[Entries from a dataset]
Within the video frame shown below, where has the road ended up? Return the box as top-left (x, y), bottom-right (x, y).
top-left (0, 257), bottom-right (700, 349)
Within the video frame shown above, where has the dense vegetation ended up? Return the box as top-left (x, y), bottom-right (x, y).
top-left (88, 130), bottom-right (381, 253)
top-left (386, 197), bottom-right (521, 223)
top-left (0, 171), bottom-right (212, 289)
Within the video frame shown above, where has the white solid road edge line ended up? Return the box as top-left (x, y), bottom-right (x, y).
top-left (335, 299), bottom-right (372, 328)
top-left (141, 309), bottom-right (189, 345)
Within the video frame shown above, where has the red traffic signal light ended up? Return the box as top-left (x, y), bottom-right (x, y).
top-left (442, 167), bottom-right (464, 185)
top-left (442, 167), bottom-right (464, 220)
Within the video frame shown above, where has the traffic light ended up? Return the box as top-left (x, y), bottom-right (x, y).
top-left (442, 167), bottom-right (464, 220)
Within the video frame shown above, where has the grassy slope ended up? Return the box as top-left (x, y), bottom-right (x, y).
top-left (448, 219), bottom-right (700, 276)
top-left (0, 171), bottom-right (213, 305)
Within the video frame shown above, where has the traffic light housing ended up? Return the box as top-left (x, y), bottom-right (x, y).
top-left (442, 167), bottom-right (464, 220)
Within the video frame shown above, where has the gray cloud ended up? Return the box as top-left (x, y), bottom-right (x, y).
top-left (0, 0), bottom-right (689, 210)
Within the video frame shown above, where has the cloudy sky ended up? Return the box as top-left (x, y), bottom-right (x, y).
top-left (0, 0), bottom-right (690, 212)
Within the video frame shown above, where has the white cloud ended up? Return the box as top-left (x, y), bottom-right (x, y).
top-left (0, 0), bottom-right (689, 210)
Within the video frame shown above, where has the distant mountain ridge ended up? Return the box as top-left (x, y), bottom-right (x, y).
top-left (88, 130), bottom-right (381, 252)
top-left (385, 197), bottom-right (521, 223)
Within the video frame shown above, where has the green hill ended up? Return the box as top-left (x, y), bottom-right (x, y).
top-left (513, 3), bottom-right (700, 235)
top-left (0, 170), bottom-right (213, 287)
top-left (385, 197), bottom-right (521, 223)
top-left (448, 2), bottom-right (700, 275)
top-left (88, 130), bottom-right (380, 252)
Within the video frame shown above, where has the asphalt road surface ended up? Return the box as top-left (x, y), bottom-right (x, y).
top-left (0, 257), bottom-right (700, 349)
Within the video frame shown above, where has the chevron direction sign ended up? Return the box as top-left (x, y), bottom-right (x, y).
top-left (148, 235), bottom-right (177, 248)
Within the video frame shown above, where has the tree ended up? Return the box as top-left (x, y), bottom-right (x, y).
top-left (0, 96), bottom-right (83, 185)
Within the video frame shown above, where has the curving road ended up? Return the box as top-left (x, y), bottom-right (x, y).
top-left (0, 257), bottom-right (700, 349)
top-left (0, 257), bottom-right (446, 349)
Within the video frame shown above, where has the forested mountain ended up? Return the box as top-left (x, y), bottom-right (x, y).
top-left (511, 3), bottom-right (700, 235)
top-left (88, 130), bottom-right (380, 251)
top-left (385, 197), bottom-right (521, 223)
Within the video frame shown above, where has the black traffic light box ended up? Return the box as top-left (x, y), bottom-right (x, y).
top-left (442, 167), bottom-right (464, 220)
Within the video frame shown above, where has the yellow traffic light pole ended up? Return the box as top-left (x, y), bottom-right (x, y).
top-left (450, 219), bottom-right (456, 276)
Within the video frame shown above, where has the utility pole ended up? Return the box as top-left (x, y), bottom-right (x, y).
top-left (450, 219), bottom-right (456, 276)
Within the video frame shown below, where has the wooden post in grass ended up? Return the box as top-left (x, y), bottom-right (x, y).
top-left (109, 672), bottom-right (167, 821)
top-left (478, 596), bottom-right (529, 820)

→ Problem details
Print every entry above again, line for line, with no changes.

→ Correct output
Within the video frame shown below, where has the road ended up? Return the box as top-left (x, y), bottom-right (x, y).
top-left (0, 257), bottom-right (700, 349)
Within the video frame shown above, where has the dense vegetation ended up? Return the box as top-left (x, y), bottom-right (x, y).
top-left (88, 130), bottom-right (381, 253)
top-left (386, 197), bottom-right (521, 223)
top-left (0, 171), bottom-right (212, 289)
Within the video frame shown above, where has the white solid road edge line ended up? Return the box as top-left (x, y), bottom-right (x, y).
top-left (335, 299), bottom-right (372, 328)
top-left (141, 309), bottom-right (189, 345)
Within the video frame shown above, where has the red traffic signal light ended up? Return the box as top-left (x, y), bottom-right (x, y).
top-left (442, 167), bottom-right (464, 185)
top-left (442, 167), bottom-right (464, 220)
Within the video frame shown above, where has the traffic light ended up? Return the box as top-left (x, y), bottom-right (x, y).
top-left (442, 167), bottom-right (464, 220)
Within the video frame shown above, where has the grassy slope ended up? Return the box as top-left (x, y), bottom-right (x, y).
top-left (448, 219), bottom-right (700, 276)
top-left (0, 171), bottom-right (213, 305)
Within the video frame shown above, where has the traffic light housing ended up? Return the box as top-left (x, y), bottom-right (x, y).
top-left (442, 167), bottom-right (464, 220)
Within the video frame shown above, where has the gray cloud ended up? Return the box as top-left (x, y), bottom-right (x, y).
top-left (0, 0), bottom-right (689, 210)
Within the video frame shown above, where has the cloudy sky ended up? Return the box as top-left (x, y), bottom-right (x, y).
top-left (0, 0), bottom-right (690, 212)
Within the video frame shown above, where has the white cloud ended up? Return the box as top-left (x, y), bottom-right (x, y).
top-left (0, 0), bottom-right (689, 210)
Within the video frame shown above, where has the distant mountain ridge ended up? Return the box as top-left (x, y), bottom-right (x, y).
top-left (88, 130), bottom-right (381, 252)
top-left (385, 197), bottom-right (521, 223)
Within the video frame shown above, where has the green hill ended up? Return the box as top-left (x, y), bottom-right (x, y).
top-left (513, 3), bottom-right (700, 235)
top-left (0, 170), bottom-right (213, 287)
top-left (385, 197), bottom-right (521, 223)
top-left (448, 2), bottom-right (700, 275)
top-left (88, 130), bottom-right (380, 252)
Within the video frame shown above, where has the asphalt road surface ended up? Return the box as top-left (x, y), bottom-right (x, y).
top-left (0, 257), bottom-right (700, 349)
Within the video frame shown above, where has the chevron direction sign ended up? Return the box as top-left (x, y), bottom-right (x, y).
top-left (148, 235), bottom-right (177, 248)
Within the video frame shown above, where has the tree ended up? Return the box as top-left (x, y), bottom-right (x, y).
top-left (0, 96), bottom-right (83, 185)
Within the video frame shown above, where has the curving road ended up? Return the box as top-left (x, y), bottom-right (x, y).
top-left (0, 257), bottom-right (700, 349)
top-left (0, 257), bottom-right (446, 349)
Within the video frame shown above, where has the forested mountain ended up? Return the box as top-left (x, y), bottom-right (x, y).
top-left (511, 3), bottom-right (700, 235)
top-left (88, 130), bottom-right (380, 251)
top-left (385, 197), bottom-right (521, 223)
Within the video frame shown above, where has the black traffic light box ended up? Return the box as top-left (x, y), bottom-right (x, y).
top-left (442, 167), bottom-right (464, 220)
Within the video frame shown above, where has the yellow traffic light pole ended up? Return the box as top-left (x, y), bottom-right (x, y).
top-left (450, 219), bottom-right (456, 276)
Within the video frame shown above, where has the utility pole ended up? Return the box as top-left (x, y), bottom-right (x, y).
top-left (450, 219), bottom-right (456, 276)
Within the video frame shown below, where has the wooden post in grass ended up? Return the box as top-left (x, y), bottom-right (x, y).
top-left (109, 672), bottom-right (167, 821)
top-left (478, 596), bottom-right (529, 820)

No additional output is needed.